**Task instructions**. Give only the number of lines in the listing below that contain the word "panel", treating uppercase and lowercase as different.
* * *
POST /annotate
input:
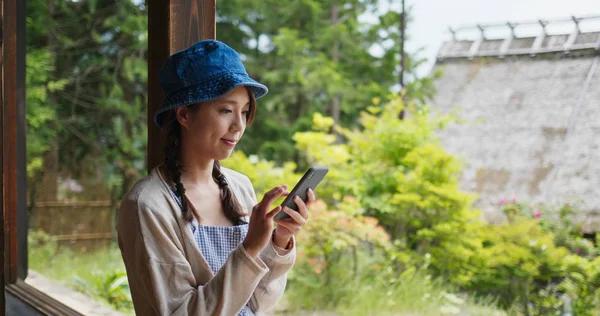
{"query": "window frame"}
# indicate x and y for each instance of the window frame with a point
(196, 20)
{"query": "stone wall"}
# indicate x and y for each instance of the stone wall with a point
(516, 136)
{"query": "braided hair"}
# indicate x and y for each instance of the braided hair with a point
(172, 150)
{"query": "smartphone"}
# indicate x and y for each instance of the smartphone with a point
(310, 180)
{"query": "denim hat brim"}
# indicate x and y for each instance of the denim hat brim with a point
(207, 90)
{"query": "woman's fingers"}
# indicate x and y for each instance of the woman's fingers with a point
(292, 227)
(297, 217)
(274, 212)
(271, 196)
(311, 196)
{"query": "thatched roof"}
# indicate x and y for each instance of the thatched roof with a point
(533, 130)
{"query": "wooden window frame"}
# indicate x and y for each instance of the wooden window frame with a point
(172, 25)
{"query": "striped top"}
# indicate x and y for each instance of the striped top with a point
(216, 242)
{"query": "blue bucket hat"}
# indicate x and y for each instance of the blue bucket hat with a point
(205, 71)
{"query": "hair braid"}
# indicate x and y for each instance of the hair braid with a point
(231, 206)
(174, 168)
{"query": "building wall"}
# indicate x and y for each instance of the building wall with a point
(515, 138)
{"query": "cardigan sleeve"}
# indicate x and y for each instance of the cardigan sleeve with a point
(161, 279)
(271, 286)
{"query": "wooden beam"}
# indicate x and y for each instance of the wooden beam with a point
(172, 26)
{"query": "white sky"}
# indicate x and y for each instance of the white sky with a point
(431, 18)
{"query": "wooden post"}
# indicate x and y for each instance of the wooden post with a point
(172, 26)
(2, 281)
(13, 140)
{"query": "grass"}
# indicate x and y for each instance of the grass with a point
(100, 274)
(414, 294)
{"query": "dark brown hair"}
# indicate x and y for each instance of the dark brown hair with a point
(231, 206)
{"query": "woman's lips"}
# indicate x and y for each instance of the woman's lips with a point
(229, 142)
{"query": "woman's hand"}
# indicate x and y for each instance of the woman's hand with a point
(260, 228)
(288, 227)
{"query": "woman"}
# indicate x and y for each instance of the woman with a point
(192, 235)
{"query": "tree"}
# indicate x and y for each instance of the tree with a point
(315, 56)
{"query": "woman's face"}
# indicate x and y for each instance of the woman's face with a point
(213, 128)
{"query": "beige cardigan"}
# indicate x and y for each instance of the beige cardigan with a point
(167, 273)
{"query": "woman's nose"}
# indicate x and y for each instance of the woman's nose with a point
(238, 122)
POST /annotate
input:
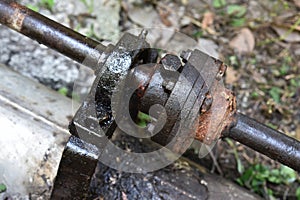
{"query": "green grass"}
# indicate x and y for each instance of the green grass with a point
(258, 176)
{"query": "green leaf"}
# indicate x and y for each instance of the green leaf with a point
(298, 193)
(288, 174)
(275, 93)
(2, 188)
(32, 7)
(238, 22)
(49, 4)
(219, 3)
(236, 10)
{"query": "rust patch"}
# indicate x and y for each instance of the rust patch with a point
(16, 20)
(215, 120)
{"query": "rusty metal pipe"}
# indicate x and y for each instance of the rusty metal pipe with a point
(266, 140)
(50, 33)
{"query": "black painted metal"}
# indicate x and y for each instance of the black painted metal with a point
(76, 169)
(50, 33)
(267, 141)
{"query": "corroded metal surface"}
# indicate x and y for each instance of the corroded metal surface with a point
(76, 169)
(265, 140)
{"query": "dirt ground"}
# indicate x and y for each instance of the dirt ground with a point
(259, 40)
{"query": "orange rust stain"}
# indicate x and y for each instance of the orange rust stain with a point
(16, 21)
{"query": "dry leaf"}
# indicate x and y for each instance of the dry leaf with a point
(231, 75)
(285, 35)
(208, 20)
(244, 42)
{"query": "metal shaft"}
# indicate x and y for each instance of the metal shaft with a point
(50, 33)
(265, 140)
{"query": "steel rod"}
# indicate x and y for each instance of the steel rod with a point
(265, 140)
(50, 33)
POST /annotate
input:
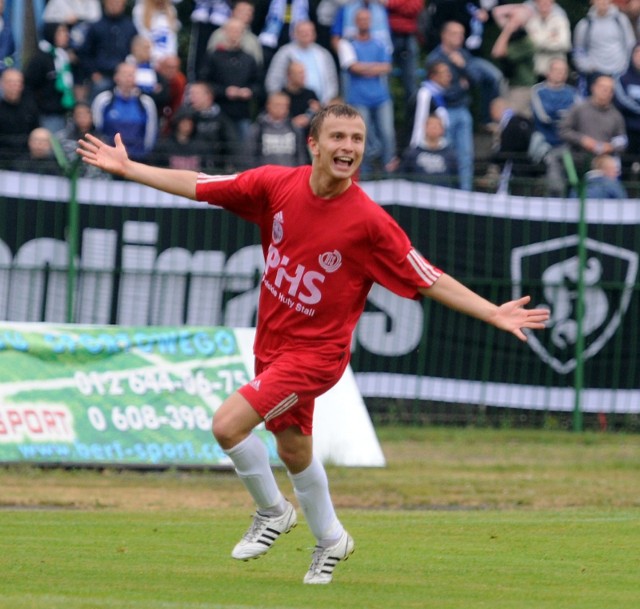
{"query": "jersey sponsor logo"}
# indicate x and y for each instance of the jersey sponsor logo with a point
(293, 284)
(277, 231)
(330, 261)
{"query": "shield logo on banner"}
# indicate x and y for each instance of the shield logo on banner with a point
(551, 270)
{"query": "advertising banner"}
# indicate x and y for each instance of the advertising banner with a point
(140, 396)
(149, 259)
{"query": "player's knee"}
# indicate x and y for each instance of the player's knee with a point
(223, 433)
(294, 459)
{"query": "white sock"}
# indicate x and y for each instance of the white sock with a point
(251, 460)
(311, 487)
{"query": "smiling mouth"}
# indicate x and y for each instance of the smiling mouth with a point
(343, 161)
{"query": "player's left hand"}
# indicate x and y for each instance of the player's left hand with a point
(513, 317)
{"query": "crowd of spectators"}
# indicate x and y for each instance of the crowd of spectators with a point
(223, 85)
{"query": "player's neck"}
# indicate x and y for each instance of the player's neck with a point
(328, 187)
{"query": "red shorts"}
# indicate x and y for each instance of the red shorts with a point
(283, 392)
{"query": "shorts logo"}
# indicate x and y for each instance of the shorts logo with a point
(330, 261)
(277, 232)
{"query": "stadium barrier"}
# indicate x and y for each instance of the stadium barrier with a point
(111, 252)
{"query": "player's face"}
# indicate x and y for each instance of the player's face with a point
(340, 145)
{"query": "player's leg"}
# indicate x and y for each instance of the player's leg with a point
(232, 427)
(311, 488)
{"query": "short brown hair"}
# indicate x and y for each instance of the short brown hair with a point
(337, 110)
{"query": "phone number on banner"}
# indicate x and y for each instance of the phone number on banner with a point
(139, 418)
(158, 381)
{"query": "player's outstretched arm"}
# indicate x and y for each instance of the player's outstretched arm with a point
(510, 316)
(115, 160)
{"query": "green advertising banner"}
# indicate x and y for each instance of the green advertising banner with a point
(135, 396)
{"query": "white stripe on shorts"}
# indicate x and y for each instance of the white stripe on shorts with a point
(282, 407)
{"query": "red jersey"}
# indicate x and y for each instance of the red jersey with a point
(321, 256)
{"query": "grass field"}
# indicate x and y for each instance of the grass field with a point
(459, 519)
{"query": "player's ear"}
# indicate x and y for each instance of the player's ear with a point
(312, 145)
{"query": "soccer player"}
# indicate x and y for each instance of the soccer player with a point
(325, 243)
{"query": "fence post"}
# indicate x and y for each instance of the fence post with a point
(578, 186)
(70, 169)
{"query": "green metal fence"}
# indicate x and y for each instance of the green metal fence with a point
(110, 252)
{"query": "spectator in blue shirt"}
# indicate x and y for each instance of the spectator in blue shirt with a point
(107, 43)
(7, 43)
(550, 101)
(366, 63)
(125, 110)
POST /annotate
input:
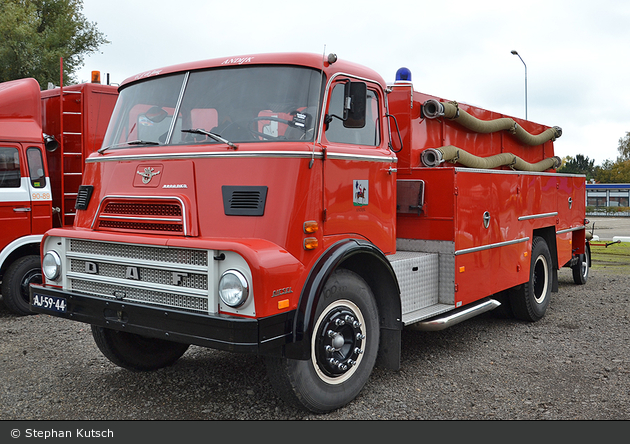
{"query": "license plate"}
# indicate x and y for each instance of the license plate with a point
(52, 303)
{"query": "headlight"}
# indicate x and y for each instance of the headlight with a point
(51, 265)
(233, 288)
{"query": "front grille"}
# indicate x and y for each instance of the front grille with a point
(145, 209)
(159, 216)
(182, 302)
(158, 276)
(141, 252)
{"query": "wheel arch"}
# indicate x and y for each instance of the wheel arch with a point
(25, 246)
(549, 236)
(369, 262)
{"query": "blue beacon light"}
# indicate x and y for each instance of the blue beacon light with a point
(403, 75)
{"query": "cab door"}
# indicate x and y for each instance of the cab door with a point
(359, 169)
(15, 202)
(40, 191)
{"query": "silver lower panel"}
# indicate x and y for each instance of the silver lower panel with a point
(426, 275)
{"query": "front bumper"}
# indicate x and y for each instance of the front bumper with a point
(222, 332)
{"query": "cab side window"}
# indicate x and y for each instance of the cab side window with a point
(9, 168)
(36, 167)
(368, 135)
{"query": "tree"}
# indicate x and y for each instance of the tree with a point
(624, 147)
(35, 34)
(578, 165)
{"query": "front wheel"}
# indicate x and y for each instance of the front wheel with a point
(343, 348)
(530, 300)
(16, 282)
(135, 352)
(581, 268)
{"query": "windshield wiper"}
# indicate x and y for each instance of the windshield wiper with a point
* * *
**Reply**. 2